-- What is needed --
Can you reproduce, word for word, the entire commentary below on the warning to Moses at Mount Sinai?

The LORD said to Moses, “Go down, warn the people not to break through to the LORD to gaze, lest many of them perish. The priests also, who come near the LORD, must stay pure, lest the LORD break out against them.”

Here God warns Moses that the people should not ascend Mt. Sinai during God’s revelation upon the mountain. The power and presence of Divine glory is so great, and the human form so weak, that the bodies of those who approach will be overwhelmed and destroyed. It does not seem that there is any moral quality to this prohibition, but simply anxiety over uncontrollable danger. God seems unable to hold back the inherent radiating power that Divine presence evokes. Like getting too close to the sun, or perhaps to a source of ionizing radiation, those who get too close to God’s immediate presence will inevitably perish because of the tremendous force of the radiating Glory.

This is very much akin to the story of Uzza ben Abinadab recounted in II Samuel 6:3–8 and :. Uzza and his brother were charged with driving the cart carrying the ark when David first tried to bring it up to Jerusalem. On the way, the animals driving the cart stumbled, leading the ark to slip, and Uzza reached out, catching the ark, and dying instantly on the spot. David was afraid to bring the ark any further and delayed bringing it into Jerusalem for three months. Uzza committed no moral transgression, only an instinctual error, and died from direct exposure to God’s power. If we accept this understanding, Moses means to tell Aaron something like: “Working this close to so much power is dangerous, and those closest (i.e., most physically proximate) to God will be the most exposed to the danger.” In other words, God’s power cuts both ways. It can grant great benefits, but it can overwhelm us and destroy us as well if we fail to take care.

The second possibility the Talmud presents is Exodus 29:42–43:

. . . a regular burnt offering throughout the generations, at the entrance of the Tent of Meeting before the LORD. For there I will meet with you, and there I will speak with you, and there I will meet with the Israelites, and it shall be sanctified by My Presence (kevodi).

-- Stored data --
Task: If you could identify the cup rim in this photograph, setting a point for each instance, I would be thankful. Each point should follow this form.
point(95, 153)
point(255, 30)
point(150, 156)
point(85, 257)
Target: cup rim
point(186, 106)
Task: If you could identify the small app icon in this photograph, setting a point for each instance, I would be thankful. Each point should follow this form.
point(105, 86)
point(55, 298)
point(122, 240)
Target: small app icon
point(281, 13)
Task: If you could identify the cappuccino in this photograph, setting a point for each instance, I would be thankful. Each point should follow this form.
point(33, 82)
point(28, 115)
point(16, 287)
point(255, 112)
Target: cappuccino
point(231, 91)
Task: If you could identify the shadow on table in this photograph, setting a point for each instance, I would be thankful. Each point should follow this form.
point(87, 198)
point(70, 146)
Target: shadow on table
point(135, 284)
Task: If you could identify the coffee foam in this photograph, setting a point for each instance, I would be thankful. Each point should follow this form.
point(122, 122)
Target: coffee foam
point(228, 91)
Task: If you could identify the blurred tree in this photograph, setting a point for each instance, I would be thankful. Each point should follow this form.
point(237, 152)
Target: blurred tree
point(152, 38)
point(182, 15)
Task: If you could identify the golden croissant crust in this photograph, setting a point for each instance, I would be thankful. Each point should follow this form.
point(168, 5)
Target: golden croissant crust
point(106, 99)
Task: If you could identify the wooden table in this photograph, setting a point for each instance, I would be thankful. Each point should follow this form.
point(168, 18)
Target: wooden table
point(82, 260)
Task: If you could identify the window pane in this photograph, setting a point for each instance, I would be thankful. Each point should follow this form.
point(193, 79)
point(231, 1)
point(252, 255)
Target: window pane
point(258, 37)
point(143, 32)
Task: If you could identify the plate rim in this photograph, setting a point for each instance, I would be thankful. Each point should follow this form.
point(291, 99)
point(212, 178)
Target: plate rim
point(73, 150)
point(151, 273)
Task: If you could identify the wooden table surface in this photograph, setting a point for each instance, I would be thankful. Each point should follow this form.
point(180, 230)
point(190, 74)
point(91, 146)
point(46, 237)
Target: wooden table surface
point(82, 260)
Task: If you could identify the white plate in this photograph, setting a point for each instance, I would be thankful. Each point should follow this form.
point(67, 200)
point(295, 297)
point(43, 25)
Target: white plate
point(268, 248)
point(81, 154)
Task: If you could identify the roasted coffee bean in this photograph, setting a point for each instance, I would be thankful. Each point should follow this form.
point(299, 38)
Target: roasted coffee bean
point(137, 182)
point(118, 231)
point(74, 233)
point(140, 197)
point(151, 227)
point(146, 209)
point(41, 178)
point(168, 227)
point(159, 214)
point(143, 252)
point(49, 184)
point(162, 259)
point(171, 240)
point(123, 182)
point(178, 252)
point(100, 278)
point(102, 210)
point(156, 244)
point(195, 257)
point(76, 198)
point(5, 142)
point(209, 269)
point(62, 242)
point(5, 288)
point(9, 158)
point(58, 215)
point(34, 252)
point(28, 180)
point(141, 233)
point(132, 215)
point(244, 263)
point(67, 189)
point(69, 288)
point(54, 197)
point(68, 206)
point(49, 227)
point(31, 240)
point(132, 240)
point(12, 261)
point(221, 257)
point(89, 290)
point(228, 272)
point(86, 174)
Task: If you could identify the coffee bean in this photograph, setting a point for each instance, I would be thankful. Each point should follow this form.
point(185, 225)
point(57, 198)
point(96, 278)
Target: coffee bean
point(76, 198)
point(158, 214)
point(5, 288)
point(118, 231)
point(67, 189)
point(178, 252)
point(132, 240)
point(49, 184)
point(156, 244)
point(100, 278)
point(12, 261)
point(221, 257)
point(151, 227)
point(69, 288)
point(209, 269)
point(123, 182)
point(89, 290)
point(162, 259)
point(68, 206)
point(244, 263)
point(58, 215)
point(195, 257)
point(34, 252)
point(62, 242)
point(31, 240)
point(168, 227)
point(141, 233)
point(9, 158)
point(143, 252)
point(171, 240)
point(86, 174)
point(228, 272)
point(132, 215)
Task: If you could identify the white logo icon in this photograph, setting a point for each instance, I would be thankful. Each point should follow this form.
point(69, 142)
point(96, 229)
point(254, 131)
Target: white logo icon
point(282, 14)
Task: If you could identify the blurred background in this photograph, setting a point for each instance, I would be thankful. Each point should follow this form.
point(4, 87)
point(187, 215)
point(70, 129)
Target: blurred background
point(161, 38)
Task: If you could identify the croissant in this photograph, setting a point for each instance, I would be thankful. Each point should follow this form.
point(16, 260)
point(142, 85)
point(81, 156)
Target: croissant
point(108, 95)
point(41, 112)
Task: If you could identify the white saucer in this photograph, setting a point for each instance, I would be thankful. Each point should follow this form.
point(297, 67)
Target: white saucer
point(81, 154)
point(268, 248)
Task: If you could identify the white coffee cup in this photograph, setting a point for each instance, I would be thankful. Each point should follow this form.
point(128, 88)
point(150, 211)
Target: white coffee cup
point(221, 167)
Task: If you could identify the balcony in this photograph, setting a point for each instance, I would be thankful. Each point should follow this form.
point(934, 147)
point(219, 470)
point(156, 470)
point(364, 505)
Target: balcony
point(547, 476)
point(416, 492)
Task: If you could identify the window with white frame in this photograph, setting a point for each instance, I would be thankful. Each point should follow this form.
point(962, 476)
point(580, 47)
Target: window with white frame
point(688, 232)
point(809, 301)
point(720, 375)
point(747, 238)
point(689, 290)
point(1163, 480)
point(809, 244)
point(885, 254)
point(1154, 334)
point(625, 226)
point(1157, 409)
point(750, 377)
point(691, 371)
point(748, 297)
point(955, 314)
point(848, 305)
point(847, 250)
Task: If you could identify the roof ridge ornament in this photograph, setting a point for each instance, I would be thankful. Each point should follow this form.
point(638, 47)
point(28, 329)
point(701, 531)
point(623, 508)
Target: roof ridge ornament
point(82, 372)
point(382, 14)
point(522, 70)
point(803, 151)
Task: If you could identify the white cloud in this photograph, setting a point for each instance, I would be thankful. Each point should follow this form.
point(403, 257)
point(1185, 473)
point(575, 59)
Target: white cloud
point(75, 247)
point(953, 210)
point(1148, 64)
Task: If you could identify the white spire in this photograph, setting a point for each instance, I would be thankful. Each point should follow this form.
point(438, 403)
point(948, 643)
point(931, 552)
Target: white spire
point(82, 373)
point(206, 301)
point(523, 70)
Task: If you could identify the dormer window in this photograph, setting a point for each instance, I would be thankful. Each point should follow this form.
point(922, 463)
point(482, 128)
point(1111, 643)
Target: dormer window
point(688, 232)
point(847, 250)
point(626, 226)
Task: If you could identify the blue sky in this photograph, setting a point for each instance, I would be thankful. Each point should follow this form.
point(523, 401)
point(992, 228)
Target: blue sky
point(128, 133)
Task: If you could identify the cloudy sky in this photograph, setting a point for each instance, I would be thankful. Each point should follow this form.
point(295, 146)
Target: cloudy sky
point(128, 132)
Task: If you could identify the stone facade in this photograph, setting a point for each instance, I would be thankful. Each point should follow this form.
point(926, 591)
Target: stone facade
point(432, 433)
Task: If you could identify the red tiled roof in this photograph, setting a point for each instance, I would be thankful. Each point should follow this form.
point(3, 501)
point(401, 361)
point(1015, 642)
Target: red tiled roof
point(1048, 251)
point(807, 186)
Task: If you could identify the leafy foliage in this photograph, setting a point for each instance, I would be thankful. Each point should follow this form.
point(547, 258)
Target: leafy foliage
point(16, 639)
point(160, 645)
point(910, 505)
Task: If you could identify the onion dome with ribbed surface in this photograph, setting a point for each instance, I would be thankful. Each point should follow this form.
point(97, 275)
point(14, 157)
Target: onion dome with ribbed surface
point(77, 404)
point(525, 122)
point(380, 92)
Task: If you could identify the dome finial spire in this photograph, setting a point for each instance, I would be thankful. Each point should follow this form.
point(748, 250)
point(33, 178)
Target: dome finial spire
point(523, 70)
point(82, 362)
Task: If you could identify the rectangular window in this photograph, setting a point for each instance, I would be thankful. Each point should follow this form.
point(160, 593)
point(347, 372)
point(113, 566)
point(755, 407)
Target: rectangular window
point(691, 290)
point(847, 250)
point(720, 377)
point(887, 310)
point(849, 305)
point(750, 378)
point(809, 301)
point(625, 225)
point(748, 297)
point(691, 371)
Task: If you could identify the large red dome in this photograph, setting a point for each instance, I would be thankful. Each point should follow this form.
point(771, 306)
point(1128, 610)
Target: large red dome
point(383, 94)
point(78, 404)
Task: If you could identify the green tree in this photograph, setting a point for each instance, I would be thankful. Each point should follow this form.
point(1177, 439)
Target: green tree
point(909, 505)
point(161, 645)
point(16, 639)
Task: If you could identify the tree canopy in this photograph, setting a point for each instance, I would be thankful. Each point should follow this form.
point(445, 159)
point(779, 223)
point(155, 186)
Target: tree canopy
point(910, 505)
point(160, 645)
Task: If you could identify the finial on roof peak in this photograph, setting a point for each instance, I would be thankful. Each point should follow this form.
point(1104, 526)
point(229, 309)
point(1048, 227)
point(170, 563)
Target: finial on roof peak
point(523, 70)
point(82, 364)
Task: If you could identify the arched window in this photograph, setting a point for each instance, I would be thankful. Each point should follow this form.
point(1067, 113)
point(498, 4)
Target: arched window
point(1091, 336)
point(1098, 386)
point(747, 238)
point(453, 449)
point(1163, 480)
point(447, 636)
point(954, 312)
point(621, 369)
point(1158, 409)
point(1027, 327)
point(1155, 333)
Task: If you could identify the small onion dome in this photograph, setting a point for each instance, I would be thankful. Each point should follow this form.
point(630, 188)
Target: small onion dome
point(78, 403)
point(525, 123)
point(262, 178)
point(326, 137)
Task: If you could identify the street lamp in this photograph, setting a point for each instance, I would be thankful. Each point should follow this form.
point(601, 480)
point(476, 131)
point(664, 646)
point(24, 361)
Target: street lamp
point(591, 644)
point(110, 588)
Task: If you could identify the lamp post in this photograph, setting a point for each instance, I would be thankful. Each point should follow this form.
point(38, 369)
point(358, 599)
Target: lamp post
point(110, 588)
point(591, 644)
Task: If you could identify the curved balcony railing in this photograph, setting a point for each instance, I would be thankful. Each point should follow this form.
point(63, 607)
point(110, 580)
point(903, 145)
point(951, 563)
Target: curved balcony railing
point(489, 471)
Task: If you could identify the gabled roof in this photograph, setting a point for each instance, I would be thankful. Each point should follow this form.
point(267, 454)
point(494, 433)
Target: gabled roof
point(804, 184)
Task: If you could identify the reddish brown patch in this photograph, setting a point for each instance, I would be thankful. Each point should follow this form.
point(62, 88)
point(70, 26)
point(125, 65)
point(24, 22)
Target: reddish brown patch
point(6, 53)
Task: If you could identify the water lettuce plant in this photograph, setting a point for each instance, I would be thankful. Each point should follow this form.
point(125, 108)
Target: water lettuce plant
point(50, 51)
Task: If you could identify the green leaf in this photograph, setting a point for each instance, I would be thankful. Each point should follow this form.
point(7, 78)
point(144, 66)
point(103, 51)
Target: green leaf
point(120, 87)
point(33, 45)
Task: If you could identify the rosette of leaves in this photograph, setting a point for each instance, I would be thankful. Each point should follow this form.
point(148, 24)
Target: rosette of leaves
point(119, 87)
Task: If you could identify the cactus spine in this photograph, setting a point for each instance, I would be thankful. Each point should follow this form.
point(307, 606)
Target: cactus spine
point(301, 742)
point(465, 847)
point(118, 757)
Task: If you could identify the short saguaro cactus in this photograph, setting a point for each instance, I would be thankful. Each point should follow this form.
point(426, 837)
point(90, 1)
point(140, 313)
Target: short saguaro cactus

-- Answer to the task --
The LORD said to Moses, “Go down, warn the people not to break through to the LORD to gaze, lest many of them perish. The priests also, who come near the LORD, must stay pure, lest the LORD break out against them.”

Here God warns Moses that the people should not ascend Mt. Sinai during God’s revelation upon the mountain. The power and presence of Divine glory is so great, and the human form so weak, that the bodies of those who approach will be overwhelmed and destroyed. It does not seem that there is any moral quality to this prohibition, but simply anxiety over uncontrollable danger. God seems unable to hold back the inherent radiating power that Divine presence evokes. Like getting too close to the sun, or perhaps to a source of ionizing radiation, those who get too close to God’s immediate presence will inevitably perish because of the tremendous force of the radiating Glory.

This is very much akin to the story of Uzza ben Abinadab recounted in II Samuel 6:3–8 and :. Uzza and his brother were charged with driving the cart carrying the ark when David first tried to bring it up to Jerusalem. On the way, the animals driving the cart stumbled, leading the ark to slip, and Uzza reached out, catching the ark, and dying instantly on the spot. David was afraid to bring the ark any further and delayed bringing it into Jerusalem for three months. Uzza committed no moral transgression, only an instinctual error, and died from direct exposure to God’s power. If we accept this understanding, Moses means to tell Aaron something like: “Working this close to so much power is dangerous, and those closest (i.e., most physically proximate) to God will be the most exposed to the danger.” In other words, God’s power cuts both ways. It can grant great benefits, but it can overwhelm us and destroy us as well if we fail to take care.

The second possibility the Talmud presents is Exodus 29:42–43:

. . . a regular burnt offering throughout the generations, at the entrance of the Tent of Meeting before the LORD. For there I will meet with you, and there I will speak with you, and there I will meet with the Israelites, and it shall be sanctified by My Presence (kevodi).